PAGE EXCERPT:
PHOENIX β€” Attorneys for the state are trying to block challengers to newly enacted initiative restrictions from telling their story to a judge.

The lawyers said the claims of those who contend the new law will harm future petition efforts are β€œfanciful and not genuine.” And attorney David Cantelme, who is leading the defense on behalf of Republican legislative leaders who pushed through the change, said that makes anything the challengers have to say in court legally irrelevant β€” and legally inadmissible.

But Cantelme is not the only one seeking to limit what Maricopa County Superior Court Judge Sherry Stephens will consider at a hearing next month.

Attorney Roopali Desai, representing the challengers, has filed motions to block efforts by the state and Republican legislative leaders to have the judge hear from another lawyer and a campaign consultant.

Both want to tell Stephens they believe the new law won’t make it harder for initiative organizers to qualify for the ballot. And that, Cantelme is arguing to Stephens, means there’s no basis for the challenge and she should dismiss the case.

EXERCISE BRIEF:
Extend the news report on the court fight over the new initiative restrictions, picking up right after its final sentence.

EXTRACTED INFORMATION:
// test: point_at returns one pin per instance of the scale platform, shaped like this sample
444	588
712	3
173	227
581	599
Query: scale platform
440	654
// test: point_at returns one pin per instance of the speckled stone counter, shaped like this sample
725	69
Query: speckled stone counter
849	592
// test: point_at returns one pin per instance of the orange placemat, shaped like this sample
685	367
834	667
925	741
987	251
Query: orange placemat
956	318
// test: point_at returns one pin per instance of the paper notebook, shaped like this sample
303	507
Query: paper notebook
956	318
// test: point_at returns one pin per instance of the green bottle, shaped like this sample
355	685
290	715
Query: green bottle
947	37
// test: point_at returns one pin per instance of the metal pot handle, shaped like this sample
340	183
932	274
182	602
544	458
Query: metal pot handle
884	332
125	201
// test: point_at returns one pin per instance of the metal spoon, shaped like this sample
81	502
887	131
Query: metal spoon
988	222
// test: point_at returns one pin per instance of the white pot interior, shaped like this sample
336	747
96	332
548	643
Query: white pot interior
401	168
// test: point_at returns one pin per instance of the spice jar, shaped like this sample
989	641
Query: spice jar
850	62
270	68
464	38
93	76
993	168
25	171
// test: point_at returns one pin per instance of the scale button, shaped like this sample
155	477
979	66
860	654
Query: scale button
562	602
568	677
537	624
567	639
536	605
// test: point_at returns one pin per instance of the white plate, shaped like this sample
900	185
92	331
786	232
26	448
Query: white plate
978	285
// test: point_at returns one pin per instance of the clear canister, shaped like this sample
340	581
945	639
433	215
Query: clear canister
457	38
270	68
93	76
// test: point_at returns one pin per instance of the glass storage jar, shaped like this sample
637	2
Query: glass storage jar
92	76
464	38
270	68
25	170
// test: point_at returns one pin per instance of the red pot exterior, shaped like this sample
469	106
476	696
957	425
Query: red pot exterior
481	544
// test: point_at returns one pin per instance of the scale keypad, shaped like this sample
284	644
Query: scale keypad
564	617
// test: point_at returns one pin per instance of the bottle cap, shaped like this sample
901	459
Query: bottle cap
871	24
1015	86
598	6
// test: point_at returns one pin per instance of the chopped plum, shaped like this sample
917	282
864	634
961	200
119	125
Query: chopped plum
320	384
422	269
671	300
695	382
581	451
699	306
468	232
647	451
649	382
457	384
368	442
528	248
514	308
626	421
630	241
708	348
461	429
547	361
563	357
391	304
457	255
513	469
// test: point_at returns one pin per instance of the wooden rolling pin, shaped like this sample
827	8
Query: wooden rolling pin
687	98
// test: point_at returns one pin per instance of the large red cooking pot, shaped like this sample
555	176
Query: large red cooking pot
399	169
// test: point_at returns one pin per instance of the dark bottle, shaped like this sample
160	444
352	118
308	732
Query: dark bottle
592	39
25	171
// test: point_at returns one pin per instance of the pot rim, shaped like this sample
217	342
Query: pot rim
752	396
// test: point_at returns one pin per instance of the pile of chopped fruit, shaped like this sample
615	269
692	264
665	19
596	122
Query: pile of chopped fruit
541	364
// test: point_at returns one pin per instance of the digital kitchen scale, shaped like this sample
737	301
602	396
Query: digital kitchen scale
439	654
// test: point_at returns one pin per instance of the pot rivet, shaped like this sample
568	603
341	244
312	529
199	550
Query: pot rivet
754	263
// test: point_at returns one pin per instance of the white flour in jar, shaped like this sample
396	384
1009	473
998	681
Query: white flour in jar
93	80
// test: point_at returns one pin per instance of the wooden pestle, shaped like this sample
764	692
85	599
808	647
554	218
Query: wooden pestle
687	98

RESULT FOR THIS TASK:
The legal fight is over what standard a judge must use in determining whether an initiative petition proposing a new law or constitutional amendment can be placed on the ballot.

Current law requires only β€œsubstantial compliance” with election laws. Courts have repeatedly interpreted that to mean that measures can go to voters even if there are inadvertent errors by organizers or circulators, or mistakes that do not affect the ability of voters to determine what is at issue.

That has led to courts giving the go-ahead for voters to consider some things not favored by the GOP legislative majority, including a proposed 1-cent hike in sales taxes to fund education and transportation. That 2012 measure failed.

Earlier this year, lawmakers approved HB 2244 requiring judges to void initiatives not in β€œstrict compliance” with all election laws. That could mean disqualification of petition drives based on technical errors.

In the lawsuit, Desai contends the Legislature violated the constitutional rights of voters to propose their own laws by erecting the new hurdle. And she wants Stephens to block the law from taking effect as scheduled Aug. 9.

But Cantelme hopes to quash the lawsuit even before Stephens gets to hear that constitutional argument. He argues that only those who suffer a β€œdiscrete and palpable injury” from a law are entitled to challenge it.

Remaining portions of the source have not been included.